● **AIM OF THE TASK**: Across the records below, count the lines that contain "rear" and write down only the count.

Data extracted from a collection
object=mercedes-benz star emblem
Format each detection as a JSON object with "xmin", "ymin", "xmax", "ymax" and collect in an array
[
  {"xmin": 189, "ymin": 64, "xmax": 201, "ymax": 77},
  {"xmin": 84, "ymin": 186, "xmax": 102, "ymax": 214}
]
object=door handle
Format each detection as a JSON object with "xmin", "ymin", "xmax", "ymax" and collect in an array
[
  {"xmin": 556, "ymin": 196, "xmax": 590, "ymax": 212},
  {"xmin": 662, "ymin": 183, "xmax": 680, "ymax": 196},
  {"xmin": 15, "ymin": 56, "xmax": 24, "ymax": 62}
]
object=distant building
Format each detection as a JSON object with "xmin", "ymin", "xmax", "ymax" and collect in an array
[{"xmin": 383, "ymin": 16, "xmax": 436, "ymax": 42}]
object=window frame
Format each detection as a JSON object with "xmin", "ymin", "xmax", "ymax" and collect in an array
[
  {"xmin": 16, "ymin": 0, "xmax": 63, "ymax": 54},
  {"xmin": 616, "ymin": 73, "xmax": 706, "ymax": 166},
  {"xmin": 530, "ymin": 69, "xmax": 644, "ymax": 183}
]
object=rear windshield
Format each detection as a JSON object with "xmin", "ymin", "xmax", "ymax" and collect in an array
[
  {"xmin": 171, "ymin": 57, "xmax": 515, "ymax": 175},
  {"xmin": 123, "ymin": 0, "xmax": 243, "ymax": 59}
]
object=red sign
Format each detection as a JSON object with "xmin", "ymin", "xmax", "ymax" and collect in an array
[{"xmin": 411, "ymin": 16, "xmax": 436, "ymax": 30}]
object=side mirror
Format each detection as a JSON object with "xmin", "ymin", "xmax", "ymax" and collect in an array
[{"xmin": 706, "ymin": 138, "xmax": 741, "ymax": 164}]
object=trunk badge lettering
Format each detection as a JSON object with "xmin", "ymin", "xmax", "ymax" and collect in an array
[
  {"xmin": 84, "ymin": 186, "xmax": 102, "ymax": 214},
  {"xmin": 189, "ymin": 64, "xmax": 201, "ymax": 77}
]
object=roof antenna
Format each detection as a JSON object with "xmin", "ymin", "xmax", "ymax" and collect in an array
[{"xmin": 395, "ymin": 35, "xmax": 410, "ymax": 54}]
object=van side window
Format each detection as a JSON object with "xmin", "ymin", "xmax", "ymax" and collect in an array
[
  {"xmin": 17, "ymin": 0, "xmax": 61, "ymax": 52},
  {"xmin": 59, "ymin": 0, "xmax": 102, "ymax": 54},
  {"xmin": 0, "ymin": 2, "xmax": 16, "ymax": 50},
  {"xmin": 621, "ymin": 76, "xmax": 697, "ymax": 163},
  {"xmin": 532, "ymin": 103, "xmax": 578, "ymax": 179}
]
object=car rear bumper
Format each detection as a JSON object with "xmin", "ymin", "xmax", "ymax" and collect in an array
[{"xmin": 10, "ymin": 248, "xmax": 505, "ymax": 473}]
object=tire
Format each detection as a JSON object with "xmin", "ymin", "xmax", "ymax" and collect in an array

● **OUTPUT**: 2